— START OF TASK DATA —
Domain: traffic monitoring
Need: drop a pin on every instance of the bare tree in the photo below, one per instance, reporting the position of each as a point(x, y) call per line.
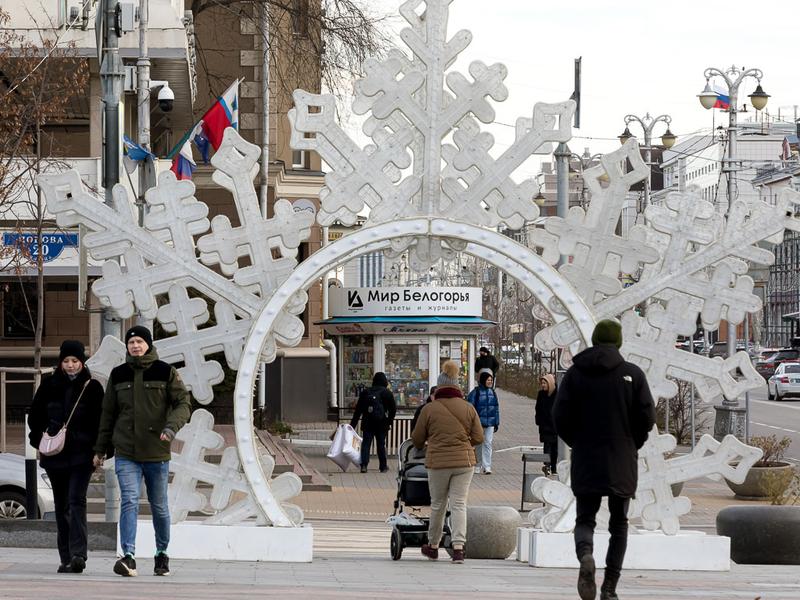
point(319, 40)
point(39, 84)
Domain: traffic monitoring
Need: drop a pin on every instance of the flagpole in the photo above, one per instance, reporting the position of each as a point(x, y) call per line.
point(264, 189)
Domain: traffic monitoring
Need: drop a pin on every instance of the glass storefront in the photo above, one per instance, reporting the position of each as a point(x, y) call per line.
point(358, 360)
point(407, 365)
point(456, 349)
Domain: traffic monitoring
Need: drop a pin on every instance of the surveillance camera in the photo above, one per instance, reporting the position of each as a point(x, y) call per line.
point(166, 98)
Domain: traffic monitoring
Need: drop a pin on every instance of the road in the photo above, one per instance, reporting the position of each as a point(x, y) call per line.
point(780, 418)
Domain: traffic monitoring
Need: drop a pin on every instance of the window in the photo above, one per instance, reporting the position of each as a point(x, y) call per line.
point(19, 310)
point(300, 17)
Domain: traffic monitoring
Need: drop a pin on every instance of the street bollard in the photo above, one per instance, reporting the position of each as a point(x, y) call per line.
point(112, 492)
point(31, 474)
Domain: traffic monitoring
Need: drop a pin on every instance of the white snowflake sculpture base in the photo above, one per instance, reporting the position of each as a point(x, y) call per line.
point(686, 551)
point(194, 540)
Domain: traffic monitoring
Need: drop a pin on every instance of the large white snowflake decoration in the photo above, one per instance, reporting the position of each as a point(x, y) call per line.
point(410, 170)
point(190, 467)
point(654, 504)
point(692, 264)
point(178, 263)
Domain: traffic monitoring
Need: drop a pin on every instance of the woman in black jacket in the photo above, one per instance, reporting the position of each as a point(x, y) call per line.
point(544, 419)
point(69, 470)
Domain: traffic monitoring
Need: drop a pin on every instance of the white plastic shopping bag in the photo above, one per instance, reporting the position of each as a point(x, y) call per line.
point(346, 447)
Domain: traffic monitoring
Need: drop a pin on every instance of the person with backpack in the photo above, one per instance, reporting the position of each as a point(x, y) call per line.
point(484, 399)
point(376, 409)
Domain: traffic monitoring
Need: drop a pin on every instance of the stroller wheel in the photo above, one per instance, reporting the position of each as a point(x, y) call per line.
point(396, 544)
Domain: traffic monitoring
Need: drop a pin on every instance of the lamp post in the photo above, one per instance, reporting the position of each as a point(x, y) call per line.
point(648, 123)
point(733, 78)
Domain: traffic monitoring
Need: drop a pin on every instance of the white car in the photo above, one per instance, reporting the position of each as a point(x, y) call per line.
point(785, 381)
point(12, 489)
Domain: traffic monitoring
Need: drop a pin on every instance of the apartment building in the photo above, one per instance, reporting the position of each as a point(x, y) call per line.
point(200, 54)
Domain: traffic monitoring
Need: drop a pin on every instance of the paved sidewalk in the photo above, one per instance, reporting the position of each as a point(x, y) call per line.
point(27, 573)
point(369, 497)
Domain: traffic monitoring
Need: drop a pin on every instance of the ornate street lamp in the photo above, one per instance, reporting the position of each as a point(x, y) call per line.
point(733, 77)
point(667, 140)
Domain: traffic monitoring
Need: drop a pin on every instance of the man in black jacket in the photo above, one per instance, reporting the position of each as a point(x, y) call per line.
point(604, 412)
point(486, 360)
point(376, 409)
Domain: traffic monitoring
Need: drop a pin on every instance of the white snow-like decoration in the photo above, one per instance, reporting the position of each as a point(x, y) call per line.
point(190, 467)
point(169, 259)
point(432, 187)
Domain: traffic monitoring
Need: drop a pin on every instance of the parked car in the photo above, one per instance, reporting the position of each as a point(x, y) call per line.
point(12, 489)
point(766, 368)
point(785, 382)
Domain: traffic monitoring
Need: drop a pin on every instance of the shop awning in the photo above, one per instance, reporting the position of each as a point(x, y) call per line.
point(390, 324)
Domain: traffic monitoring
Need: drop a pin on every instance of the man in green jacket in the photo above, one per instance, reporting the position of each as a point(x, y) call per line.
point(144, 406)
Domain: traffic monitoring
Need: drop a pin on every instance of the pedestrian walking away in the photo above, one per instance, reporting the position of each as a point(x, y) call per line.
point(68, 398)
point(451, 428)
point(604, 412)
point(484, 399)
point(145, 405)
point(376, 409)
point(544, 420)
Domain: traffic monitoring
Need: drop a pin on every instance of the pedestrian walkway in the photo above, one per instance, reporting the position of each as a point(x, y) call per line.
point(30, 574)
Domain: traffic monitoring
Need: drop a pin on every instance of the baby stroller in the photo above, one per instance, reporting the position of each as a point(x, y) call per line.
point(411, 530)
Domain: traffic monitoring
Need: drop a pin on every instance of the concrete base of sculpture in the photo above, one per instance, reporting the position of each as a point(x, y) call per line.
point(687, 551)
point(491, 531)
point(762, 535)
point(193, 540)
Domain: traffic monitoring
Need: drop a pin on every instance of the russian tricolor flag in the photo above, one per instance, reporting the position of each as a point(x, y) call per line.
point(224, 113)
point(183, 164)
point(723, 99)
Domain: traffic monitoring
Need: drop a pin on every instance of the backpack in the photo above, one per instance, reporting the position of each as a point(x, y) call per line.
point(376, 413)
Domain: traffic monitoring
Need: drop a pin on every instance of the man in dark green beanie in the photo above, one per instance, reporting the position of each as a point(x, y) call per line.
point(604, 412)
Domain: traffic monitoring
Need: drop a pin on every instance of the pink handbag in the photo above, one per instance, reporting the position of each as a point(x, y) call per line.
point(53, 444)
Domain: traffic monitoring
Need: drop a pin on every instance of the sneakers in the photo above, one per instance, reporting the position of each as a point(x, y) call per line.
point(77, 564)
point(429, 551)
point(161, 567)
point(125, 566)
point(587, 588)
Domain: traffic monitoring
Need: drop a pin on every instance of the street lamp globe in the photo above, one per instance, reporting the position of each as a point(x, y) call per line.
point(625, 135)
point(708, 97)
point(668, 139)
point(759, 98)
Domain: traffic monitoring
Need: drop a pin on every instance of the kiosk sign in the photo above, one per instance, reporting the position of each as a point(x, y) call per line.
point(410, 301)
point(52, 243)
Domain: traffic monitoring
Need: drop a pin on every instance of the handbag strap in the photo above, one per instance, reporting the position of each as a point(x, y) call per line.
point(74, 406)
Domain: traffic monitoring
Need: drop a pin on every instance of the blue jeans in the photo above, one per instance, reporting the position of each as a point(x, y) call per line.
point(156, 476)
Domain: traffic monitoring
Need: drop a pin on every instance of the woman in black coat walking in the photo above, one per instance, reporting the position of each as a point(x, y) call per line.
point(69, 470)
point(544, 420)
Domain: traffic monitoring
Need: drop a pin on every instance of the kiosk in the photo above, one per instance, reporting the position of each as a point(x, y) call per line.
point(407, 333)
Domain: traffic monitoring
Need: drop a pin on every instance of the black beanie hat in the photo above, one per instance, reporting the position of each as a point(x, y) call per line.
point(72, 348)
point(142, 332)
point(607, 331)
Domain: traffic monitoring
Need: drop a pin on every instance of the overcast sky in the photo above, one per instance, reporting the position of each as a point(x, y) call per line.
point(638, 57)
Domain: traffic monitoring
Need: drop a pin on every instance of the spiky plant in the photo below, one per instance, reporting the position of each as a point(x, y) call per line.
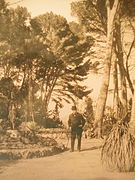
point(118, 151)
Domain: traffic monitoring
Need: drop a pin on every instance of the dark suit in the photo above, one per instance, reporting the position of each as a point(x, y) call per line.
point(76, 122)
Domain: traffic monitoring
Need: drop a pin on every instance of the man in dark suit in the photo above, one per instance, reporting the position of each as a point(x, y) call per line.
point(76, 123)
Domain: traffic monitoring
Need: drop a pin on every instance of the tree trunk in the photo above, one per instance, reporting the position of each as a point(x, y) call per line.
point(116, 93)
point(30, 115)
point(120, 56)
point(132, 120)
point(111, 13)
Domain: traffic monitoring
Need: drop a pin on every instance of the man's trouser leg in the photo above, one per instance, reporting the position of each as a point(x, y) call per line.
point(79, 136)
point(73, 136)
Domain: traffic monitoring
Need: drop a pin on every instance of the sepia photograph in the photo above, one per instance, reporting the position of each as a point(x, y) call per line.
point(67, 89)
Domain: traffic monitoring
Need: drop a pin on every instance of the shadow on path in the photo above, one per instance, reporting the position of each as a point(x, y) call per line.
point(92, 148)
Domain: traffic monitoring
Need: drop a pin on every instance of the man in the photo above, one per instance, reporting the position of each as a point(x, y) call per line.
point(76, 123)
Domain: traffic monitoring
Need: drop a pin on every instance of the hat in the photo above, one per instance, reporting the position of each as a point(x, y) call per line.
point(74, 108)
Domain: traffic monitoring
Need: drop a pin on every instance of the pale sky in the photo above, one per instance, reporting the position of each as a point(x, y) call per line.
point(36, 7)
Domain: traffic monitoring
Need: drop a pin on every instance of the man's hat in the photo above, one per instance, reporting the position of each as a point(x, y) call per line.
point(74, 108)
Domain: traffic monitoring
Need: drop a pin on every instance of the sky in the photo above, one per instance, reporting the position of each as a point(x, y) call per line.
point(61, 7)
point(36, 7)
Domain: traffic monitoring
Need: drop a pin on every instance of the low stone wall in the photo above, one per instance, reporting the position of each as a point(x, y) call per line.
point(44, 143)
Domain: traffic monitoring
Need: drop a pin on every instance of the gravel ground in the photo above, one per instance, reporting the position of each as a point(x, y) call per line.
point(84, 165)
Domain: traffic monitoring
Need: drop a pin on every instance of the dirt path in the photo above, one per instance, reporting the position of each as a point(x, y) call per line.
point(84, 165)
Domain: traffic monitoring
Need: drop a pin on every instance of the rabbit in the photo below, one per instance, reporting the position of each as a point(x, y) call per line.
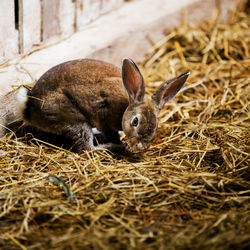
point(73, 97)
— END OF TASK DATA —
TO DO → Gather every line from the listing above that contains the word "path", and copy each of those lines out in full.

WRITTEN RESPONSE →
Need: drop a pin on every instance of the shadow on path in the photo above, one per instance, reporting the position of each as a point(x, y) call per line.
Need: drop a pin on every instance of the dirt path in the photo above, one per instance, reporting the position of each as a point(x, y) call per line.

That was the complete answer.